Task instructions:
Below are the entries; output exactly the lines from the one containing "Check that each instance of the crowd" through the final line, inclusive.

== Data provided

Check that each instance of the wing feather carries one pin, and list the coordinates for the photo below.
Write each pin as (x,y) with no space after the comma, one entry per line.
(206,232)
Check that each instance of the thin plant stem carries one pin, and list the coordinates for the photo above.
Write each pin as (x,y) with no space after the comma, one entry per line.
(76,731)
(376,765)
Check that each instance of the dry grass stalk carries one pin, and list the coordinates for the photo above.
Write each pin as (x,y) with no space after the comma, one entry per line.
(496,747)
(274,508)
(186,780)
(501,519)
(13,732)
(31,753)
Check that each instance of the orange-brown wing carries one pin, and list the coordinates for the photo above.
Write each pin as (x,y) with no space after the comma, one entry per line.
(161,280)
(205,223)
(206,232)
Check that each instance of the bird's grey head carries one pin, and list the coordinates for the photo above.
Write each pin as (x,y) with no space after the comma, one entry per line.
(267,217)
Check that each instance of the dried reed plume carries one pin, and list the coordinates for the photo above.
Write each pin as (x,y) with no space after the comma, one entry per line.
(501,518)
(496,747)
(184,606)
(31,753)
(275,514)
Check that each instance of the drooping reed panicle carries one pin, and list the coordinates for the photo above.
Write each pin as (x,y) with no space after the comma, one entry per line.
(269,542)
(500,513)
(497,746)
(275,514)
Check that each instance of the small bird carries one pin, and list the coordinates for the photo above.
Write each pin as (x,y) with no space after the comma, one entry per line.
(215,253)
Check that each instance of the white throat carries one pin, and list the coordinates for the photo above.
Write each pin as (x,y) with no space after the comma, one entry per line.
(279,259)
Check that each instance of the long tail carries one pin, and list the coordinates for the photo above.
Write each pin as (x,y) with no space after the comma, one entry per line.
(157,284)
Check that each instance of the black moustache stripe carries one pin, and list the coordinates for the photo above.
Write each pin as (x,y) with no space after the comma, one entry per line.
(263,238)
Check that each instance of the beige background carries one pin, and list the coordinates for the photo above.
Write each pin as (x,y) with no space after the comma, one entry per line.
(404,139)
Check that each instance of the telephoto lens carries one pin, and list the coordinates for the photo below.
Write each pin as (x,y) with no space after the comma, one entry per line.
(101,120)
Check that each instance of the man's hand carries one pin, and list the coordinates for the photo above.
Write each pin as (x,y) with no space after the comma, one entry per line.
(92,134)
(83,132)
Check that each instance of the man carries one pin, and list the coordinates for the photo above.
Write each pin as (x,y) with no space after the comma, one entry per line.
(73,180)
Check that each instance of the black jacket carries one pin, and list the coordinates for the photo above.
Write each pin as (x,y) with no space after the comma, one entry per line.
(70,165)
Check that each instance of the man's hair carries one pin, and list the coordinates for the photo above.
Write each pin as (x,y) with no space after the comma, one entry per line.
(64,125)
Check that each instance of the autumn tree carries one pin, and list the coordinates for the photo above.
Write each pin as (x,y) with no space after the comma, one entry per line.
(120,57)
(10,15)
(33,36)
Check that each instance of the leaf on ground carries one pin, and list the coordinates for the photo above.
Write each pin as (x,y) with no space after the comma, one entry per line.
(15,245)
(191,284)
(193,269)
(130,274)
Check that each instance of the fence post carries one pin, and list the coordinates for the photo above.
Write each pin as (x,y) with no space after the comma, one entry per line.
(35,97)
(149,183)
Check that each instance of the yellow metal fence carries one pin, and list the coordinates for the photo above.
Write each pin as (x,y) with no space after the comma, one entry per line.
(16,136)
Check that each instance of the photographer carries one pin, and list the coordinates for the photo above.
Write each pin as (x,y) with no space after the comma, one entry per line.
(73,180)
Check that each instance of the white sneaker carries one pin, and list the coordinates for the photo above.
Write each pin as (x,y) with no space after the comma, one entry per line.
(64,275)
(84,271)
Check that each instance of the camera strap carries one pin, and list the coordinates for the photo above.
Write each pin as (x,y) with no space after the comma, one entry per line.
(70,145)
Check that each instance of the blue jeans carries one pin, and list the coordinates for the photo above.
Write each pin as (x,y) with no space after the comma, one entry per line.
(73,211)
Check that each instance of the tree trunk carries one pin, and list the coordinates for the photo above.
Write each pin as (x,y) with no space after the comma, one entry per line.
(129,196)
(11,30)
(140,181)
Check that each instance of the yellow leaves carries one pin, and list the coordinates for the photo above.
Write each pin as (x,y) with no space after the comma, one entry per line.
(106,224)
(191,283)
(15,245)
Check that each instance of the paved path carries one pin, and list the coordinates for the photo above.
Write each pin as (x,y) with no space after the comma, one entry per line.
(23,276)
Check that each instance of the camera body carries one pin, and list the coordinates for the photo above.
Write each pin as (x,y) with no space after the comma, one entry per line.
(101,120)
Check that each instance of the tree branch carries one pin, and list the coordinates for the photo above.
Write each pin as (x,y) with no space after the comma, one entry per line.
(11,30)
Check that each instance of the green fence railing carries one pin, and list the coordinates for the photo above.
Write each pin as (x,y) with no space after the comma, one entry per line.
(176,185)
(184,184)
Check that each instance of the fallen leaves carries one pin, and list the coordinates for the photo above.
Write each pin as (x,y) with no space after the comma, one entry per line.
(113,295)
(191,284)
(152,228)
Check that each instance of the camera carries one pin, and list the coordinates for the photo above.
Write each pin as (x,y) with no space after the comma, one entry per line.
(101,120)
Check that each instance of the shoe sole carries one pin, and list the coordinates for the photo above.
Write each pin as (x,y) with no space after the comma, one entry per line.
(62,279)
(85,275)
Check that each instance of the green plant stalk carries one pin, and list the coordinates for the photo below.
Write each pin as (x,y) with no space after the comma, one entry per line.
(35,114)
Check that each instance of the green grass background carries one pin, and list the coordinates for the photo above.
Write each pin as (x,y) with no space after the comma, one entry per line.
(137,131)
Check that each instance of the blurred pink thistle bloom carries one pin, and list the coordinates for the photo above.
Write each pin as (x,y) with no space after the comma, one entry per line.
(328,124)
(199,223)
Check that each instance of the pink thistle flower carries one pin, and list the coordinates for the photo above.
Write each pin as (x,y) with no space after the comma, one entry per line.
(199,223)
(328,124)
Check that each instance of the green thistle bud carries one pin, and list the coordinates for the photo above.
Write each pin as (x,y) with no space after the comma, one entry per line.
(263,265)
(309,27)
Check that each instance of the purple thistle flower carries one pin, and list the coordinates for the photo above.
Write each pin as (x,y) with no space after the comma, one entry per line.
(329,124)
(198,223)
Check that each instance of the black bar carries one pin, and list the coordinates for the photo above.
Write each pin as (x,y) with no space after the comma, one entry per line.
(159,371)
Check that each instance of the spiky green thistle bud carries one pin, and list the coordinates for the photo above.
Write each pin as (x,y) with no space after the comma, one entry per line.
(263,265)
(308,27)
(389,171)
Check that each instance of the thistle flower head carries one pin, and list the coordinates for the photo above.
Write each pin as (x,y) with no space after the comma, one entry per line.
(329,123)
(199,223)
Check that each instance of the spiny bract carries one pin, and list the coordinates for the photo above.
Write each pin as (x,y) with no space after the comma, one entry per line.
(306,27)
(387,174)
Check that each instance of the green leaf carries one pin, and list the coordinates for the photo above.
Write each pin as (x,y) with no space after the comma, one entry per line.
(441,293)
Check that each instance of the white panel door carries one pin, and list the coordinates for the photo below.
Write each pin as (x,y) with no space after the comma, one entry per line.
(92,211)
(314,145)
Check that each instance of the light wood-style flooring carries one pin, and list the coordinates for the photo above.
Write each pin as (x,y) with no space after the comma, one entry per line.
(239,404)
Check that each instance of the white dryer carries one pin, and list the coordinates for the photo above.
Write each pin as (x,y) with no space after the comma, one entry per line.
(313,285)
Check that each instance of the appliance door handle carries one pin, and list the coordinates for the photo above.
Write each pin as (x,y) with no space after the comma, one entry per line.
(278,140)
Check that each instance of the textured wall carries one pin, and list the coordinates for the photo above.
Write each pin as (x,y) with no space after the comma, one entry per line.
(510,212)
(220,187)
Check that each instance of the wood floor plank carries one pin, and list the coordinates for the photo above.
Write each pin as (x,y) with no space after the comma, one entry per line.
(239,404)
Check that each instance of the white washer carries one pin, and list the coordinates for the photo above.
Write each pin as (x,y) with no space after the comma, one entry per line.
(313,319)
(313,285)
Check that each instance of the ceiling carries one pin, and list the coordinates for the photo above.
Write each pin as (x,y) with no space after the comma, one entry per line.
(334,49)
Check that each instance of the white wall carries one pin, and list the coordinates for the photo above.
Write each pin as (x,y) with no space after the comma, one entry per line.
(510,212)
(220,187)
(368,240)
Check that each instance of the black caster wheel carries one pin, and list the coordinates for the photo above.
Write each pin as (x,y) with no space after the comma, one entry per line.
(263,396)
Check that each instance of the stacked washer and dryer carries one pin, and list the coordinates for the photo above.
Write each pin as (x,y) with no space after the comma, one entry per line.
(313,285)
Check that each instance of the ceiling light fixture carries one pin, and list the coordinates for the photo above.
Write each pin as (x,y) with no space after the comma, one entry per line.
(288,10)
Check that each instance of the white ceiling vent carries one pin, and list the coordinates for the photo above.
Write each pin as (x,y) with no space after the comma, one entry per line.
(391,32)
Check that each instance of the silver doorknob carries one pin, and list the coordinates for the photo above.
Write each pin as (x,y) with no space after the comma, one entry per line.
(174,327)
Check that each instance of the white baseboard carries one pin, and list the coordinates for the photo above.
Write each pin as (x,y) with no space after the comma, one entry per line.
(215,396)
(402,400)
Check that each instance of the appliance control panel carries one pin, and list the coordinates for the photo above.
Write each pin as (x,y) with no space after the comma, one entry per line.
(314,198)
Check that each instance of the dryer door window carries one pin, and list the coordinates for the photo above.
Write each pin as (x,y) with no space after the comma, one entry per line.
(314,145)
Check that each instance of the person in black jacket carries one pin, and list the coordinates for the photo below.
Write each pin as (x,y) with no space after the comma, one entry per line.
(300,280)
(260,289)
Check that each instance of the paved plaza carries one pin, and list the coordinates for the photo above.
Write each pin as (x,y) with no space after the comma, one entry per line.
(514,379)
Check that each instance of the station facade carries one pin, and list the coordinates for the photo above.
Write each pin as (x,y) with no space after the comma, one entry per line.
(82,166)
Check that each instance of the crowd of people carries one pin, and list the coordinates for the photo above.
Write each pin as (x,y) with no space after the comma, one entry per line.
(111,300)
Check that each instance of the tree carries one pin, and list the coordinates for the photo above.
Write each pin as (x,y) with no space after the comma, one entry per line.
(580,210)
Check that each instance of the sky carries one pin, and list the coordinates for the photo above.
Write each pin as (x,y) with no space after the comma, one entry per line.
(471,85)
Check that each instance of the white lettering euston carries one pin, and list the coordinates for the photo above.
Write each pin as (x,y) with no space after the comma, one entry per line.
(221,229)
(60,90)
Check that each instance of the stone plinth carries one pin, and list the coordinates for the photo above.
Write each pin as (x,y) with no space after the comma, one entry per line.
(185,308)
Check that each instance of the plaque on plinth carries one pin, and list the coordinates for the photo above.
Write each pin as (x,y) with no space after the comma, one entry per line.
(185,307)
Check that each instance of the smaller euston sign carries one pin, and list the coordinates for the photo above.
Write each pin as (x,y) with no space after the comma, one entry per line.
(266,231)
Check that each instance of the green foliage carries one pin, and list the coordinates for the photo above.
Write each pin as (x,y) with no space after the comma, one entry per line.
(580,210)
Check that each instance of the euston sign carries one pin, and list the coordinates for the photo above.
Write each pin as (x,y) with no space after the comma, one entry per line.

====

Full response:
Check that each instance of the crowd of people carries one pin, and list the coordinates for the photo above.
Write each pin as (x,y) with no space after the comma, one entry per line.
(111,300)
Check that each instance of the tree carries one pin, and list the coordinates for the photo above.
Write each pin as (x,y) with no space after the comma, one entry per line.
(580,210)
Check that each instance of the sky carries one pin, and list the coordinates for the photo above.
Write each pin as (x,y) with no space after the comma, one entry per line.
(471,85)
Check that each instance of the white lettering euston carries one pin, and list the coordinates for the photo above.
Write each pin as (x,y) with no space after the comma, one entry per line.
(221,229)
(60,90)
Check that each instance of the stone plinth carries one pin, and list the coordinates for the photo above.
Write each pin as (x,y) with no space after the comma, one entry per line.
(185,308)
Check that each instance of the plaque on plinth carries one pin, and list the coordinates for the photo above.
Write each pin as (x,y) with no space after the comma, one entry per line.
(185,307)
Check that each instance of the smaller euston sign carries one pin, and list the coordinates for the photo above.
Write each pin as (x,y) with no space after the comma, one entry per line.
(266,231)
Check that each instance of the green foliage carries one pin, and list the coordinates for the photo above.
Write each pin as (x,y) with no space after the comma, one entry per line.
(580,210)
Check that each instance of the euston sign carries one pin, and list the coordinates for the photo above.
Write each pin as (x,y) with no space after the comma, one entry per line.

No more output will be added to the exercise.